** EXERCISE DETAILS **
Skip every line before the one containing "Place a point on every instance of the gray roof", then copy that line and the rest of the entries below exactly, through the last line.

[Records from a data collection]
***

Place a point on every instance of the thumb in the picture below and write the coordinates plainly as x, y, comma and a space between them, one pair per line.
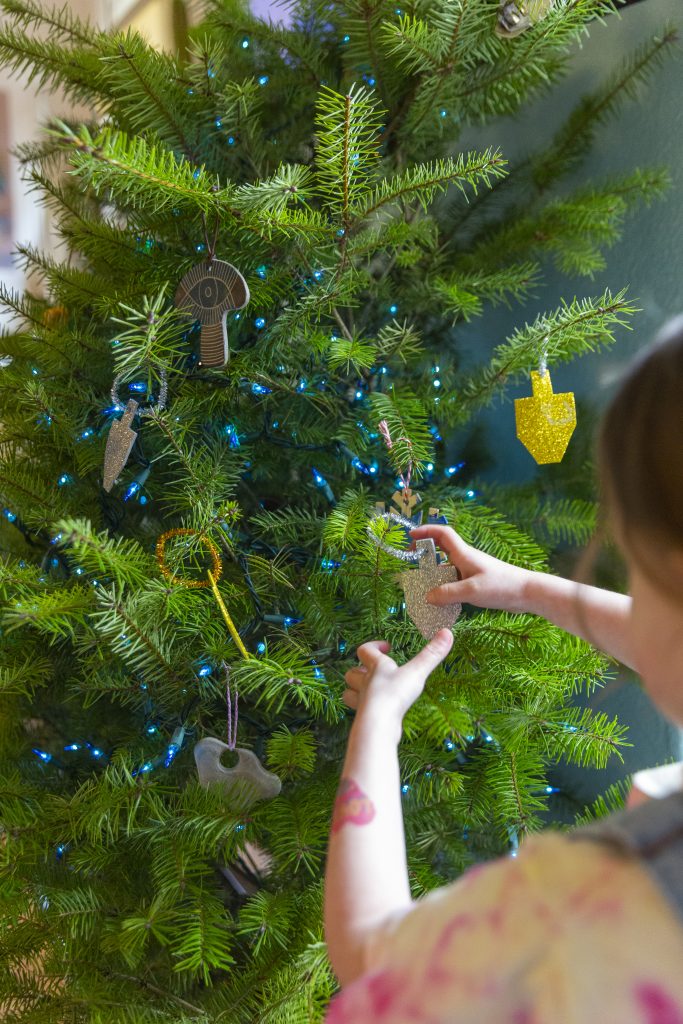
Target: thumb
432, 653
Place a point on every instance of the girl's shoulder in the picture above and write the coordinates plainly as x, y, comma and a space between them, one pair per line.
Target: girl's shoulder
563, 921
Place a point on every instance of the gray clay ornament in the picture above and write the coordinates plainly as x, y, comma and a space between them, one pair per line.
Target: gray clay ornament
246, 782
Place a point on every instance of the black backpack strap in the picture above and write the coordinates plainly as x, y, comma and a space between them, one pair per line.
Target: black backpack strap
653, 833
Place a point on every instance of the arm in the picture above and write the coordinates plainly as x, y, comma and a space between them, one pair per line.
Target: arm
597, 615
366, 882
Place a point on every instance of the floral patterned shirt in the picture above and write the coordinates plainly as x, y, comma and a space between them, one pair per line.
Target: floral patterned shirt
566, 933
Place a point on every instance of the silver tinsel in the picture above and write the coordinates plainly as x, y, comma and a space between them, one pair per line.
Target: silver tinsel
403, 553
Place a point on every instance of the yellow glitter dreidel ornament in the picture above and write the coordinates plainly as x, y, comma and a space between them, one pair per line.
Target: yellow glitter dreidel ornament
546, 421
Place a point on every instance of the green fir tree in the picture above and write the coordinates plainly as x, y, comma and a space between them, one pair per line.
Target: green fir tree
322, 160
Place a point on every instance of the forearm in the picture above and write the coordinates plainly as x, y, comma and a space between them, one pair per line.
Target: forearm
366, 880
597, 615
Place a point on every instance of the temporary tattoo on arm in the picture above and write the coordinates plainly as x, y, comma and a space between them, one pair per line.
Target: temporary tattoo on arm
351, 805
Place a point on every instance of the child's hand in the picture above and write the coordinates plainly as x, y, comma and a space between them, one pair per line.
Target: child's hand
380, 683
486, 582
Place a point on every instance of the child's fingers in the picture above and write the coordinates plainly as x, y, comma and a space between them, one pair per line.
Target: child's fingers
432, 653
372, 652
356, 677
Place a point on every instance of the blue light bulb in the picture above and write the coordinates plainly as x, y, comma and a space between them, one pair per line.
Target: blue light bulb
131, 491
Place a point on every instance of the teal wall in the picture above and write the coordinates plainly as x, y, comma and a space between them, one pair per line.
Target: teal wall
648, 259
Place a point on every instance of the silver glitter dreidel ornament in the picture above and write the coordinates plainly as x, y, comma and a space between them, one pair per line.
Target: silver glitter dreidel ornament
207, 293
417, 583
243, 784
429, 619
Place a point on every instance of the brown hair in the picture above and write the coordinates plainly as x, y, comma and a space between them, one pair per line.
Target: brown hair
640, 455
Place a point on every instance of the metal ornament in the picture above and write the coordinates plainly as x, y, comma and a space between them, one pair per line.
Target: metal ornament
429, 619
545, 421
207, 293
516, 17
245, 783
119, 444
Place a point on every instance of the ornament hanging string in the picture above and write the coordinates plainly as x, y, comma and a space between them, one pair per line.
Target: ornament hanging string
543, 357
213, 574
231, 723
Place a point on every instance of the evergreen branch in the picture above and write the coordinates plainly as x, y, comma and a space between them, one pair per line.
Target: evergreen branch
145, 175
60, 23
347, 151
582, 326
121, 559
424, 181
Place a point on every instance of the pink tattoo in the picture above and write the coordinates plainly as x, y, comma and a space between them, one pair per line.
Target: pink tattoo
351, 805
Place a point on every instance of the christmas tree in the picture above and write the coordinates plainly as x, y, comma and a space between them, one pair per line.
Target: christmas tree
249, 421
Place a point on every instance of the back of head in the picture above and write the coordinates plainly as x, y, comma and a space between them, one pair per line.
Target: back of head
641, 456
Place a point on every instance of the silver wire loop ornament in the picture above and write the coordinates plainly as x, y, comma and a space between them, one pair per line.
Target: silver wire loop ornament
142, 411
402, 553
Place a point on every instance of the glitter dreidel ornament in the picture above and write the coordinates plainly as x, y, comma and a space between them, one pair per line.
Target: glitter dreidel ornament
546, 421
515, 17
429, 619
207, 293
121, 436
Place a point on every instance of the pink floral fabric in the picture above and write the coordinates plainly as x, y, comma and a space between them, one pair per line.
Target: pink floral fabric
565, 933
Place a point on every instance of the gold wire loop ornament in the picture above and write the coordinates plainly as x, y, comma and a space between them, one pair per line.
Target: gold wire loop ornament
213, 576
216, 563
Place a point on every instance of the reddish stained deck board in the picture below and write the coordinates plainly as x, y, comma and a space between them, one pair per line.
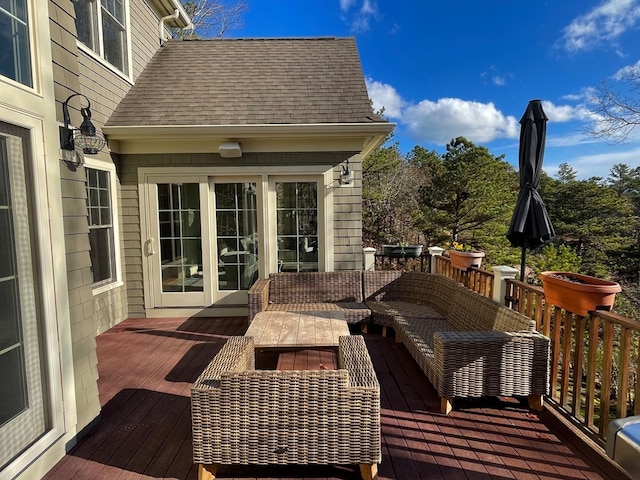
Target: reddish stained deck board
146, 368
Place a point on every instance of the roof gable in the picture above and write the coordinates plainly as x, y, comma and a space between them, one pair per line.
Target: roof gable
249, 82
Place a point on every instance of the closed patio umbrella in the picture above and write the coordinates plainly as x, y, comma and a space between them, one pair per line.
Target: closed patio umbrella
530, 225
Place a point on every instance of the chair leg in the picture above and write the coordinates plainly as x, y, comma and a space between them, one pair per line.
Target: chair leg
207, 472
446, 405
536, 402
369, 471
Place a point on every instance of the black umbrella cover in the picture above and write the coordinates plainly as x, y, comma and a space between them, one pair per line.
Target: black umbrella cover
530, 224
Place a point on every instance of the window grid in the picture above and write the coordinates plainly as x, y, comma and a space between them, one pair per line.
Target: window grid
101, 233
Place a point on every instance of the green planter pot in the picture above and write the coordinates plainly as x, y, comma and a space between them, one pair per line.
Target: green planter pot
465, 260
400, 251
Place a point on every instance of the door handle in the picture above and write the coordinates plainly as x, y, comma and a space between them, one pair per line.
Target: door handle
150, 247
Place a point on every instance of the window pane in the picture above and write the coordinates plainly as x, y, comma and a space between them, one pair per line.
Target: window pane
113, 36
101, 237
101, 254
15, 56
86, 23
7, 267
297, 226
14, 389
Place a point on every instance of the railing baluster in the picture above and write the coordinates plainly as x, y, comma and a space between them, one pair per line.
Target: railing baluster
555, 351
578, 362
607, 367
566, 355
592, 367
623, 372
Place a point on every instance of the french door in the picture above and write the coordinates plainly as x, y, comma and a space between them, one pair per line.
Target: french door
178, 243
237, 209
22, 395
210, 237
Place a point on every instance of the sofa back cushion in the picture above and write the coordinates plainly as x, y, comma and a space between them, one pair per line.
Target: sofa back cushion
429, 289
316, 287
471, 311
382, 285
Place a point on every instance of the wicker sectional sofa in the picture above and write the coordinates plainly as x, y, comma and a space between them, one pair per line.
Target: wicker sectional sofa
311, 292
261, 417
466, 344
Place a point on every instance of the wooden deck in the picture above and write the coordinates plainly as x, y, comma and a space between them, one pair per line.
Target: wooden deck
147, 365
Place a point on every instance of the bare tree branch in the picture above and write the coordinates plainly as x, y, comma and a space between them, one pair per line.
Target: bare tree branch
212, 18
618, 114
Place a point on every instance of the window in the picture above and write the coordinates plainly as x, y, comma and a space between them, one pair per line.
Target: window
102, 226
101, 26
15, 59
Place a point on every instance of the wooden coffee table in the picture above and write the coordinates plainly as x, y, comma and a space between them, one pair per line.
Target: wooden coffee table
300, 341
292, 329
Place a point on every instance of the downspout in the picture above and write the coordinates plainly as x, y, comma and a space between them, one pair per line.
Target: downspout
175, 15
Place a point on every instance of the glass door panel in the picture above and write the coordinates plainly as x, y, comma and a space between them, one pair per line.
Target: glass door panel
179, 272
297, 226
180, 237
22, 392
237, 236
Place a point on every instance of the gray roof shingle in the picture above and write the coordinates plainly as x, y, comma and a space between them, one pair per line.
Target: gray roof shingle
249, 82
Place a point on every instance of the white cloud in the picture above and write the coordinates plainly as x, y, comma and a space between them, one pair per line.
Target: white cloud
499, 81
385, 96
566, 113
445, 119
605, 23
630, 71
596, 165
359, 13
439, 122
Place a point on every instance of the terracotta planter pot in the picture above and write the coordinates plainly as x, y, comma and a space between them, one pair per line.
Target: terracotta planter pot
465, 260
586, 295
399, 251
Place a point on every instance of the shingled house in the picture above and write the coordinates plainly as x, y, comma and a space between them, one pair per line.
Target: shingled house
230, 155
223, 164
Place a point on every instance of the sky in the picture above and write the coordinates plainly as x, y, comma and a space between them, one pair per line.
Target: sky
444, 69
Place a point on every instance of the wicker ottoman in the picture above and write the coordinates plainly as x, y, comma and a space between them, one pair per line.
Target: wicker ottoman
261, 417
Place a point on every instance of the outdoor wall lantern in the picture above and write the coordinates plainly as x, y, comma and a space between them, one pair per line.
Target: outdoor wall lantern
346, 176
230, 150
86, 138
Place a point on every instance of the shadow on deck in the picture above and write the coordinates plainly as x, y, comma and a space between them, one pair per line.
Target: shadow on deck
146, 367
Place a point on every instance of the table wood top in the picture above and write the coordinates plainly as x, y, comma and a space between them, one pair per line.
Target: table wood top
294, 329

***

** FULL RESPONSE **
Place a point on every instance of the gray roof shingle in the picture above and write the coordinates plainly as x, y, comma and a space between them, one pair per line.
Target: gray roof shingle
249, 82
Place a point on every instance of the white cloud in the picture above and write the coordinates plainly as x, y, comma and a space between them, one pair per line.
Target: white cloud
499, 81
385, 96
566, 113
445, 119
605, 23
630, 71
596, 165
359, 13
439, 122
Place a point on every instance of the terracotta planter pot in the picture above and write the coordinates plainly as x, y, comma and a space between them, one pair per line.
Target: terracotta planter pot
465, 260
586, 295
399, 251
Place a point on every instance of the shingled house in the picture above and write the coordinates plainly as x, y, comma and a space between them, one pair per line.
Target: shingled house
230, 155
223, 164
Place a point on every instance of the sky in the picture above and write the coordinates plainly as x, y, comma and a space between them, one pair per line.
Target: sky
444, 69
Place a point on every instance of the wicker ottoman in the picture above and write the coordinates plainly as x, y, comma and a space between them, one pair per line.
Target: wicker ottoman
261, 417
Place a point on every instance of the outdoor wall lantern in the picture above and write the coordinates plainly as x, y, comma and a space between them, one pair per line.
Target: outdoor wall lantern
346, 176
230, 150
86, 138
Place a point on every instance of the shadow on deck in the picture above and write the coordinates plainly as x, y, comma and a space between them, one pair per line.
Target: shadow on deck
146, 367
Place a point on every instance of the table wood top in the picture above and write the coordinates plainly as x, y, comma and a space between them, one pair per line.
Target: table wood top
294, 329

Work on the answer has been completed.